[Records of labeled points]
○ ○ ○ ○
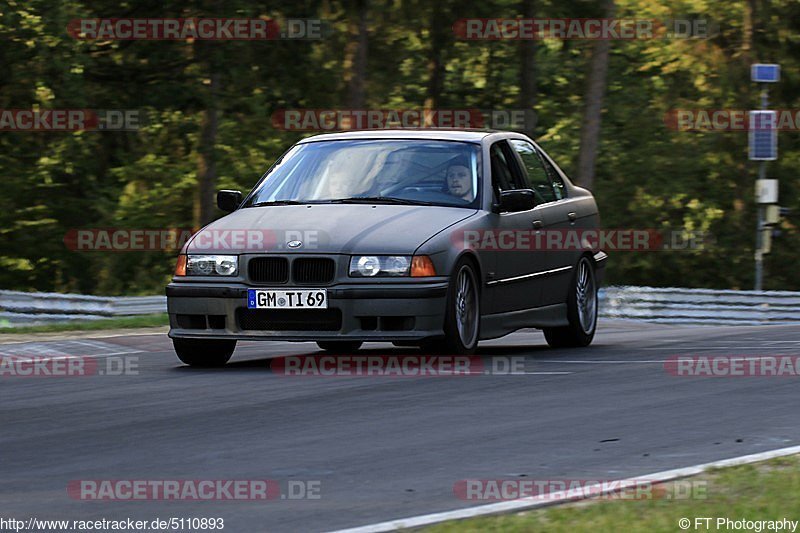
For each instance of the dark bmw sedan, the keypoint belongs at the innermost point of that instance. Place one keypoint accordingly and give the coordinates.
(437, 238)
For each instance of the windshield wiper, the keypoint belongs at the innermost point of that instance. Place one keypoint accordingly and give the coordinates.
(379, 199)
(277, 202)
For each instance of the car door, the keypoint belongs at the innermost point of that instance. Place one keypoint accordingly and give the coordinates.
(557, 255)
(513, 284)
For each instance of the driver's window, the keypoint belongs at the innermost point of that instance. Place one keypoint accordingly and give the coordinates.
(536, 175)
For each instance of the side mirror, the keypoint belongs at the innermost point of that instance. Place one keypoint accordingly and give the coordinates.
(517, 200)
(228, 200)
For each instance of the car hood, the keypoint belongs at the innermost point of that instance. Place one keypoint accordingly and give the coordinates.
(326, 228)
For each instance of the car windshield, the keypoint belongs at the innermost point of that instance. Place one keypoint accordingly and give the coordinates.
(382, 171)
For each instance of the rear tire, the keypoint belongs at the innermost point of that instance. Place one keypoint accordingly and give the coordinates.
(207, 353)
(581, 310)
(340, 347)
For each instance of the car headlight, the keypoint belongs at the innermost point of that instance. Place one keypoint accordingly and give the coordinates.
(370, 266)
(210, 265)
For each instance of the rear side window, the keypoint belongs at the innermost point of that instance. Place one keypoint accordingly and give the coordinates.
(502, 176)
(536, 174)
(558, 182)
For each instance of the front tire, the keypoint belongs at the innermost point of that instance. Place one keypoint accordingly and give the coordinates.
(581, 310)
(207, 353)
(340, 347)
(463, 311)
○ ○ ○ ○
Goal of the exercise: Return, unchanged, each line from the line containing "For each instance of the car hood, the" through the last line of the material.

Completed task:
For each instance of the car hood, the keypoint belongs at the innermost point of that instance. Place one keypoint accordingly and give the coordinates.
(326, 228)
For each instance of the car windshield, the keypoint belongs at the innermost point of that instance. Place one keypoint accordingly and give the coordinates.
(382, 171)
For each instance of the rear tire, the keypoint belongs at the innermost point of that instance. Place one keypoint accordingly and give the coordinates.
(207, 353)
(581, 310)
(340, 347)
For each instance of the car headlight, the keypoint belongs at the innermost point of that instance. Place one keypoint accordingly and give the coordinates.
(370, 266)
(210, 265)
For each instance of the rear side window, the keypoint belongs at the innermost point of that instance. Place one keypoint accordingly and give the coordinates.
(502, 176)
(536, 174)
(558, 182)
For each instance of the front tire, the keypoint belongs at the innermost point of that instance. Place one keypoint accordingly and give the coordinates.
(581, 310)
(207, 353)
(340, 347)
(463, 311)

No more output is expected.